Objetivo 1: ¿Cómo se traduce al inglés la oración de la página «Los otros siempre nos aceptan mutilados, jamás con la totalidad de nuestros vicios y virtudes.»?
Objetivo 2: Extrae de la página el fragmento que empieza en "Hay seres que" y termina en "Fe en ti sola.".

++++ Página

Hay seres que parecen venir a este mundo sólo para dar testimonio de él: impugnándolo. Seres cuya arquitectura –hecha de ramas fragilísimas, de claroscuros tenaces, de cristalería que atardece siempre– no soporta la intemperie brutal de esta vida en este mundo. Vienen a cuestionarlo todo con su vida; su propia vida es un grito mudo, escandaloso de puro No, de voz que apenas se oye en mitad de esta farsa violenta, esta mentirosa ordinariez (también llamada Realidad), erizada por todas partes de gritos como inmensos rascacielos de nada, soberbios de nada, que no dejan oír la melodía encriptada del silencio.

Fe en ti sola, Alejandra. Fe en ti sola.

Imposible la plena comunicación humana. Los otros siempre nos aceptan mutilados, jamás con la totalidad de nuestros vicios y virtudes. Seguramente nos rechazan por ese aspecto de mendigos repelentes que proporcionan la angustia y la soledad.

Fe en ti sola, Alejandra; en ti sola. Furiosamente (¿equivocadamente?): en tu angustia y tu soledad.

La angustia y la soledad, en este caso que nos ocupa, pesan más de mil páginas. Casi mil cien páginas escritas con la urgencia del miedo, con la precisión del asesino, con el clamor de quien sólo pidió, a la postre, que alguien le abriera la puerta de una pared sin puerta. Más de mil páginas que podrían resumirse (aunque imposible resumir tanto, tanto) en un cuadro nocturno: una mendiga imperial que pide limosna en una calle desierta, titilante de frío, acechando un muro tras el que se escondiera la fiesta que alguien debía estar preparando para ella, sin llegar a invitarla nunca –pero ¿hubiera ella accedido a entrar, finalmente?: aquel orgullo infernal.

++++++++
++++ Entradas

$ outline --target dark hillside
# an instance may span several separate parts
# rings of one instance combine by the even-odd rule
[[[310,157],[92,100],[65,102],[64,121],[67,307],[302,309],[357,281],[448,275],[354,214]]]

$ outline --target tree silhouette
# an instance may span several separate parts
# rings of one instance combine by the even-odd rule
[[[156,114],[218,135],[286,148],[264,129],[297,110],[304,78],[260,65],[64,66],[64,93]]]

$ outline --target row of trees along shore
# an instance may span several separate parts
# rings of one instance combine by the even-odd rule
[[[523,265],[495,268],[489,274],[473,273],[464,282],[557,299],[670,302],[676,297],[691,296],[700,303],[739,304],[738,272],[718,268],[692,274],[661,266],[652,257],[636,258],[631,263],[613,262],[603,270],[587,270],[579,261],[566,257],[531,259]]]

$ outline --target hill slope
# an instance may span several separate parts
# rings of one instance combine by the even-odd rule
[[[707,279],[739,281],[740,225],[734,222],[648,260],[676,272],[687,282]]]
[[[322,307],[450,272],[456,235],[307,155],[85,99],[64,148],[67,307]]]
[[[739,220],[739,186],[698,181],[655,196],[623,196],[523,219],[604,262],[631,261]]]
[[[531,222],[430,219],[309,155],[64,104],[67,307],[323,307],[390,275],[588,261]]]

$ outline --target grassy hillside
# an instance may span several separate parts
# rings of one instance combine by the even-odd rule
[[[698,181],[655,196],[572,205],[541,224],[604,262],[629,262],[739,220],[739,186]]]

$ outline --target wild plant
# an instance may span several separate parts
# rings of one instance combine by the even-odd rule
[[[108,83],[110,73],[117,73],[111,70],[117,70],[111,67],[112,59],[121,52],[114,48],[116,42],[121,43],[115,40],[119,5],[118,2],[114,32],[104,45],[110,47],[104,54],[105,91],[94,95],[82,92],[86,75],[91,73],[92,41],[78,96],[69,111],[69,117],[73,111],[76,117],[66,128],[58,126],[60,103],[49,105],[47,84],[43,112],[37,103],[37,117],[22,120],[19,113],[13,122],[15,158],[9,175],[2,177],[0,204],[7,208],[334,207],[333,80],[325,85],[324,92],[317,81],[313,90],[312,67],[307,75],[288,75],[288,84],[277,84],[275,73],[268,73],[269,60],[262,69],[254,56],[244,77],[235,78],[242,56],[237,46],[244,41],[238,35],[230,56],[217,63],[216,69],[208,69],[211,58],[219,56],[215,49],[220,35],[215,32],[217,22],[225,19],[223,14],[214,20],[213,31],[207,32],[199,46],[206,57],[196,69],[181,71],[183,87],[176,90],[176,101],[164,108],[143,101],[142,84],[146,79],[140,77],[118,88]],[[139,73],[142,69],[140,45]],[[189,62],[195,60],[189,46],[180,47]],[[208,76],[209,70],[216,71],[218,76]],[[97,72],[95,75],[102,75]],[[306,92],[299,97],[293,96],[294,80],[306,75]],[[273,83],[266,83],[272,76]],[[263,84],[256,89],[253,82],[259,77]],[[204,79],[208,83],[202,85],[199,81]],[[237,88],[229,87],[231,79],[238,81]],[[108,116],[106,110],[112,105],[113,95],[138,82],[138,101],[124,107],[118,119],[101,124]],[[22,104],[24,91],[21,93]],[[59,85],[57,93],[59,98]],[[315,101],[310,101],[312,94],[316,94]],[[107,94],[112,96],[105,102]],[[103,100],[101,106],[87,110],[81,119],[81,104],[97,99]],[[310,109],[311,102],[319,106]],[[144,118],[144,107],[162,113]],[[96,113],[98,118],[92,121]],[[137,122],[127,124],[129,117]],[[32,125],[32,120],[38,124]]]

++++++++

Resultado 1: Others always accept us mutilated, never with the totality of our vices and virtues.

Resultado 2:
Hay seres que parecen venir a este mundo sólo para dar testimonio de él: impugnándolo. Seres cuya arquitectura –hecha de ramas fragilísimas, de claroscuros tenaces, de cristalería que atardece siempre– no soporta la intemperie brutal de esta vida en este mundo. Vienen a cuestionarlo todo con su vida; su propia vida es un grito mudo, escandaloso de puro No, de voz que apenas se oye en mitad de esta farsa violenta, esta mentirosa ordinariez (también llamada Realidad), erizada por todas partes de gritos como inmensos rascacielos de nada, soberbios de nada, que no dejan oír la melodía encriptada del silencio.

Fe en ti sola, Alejandra. Fe en ti sola.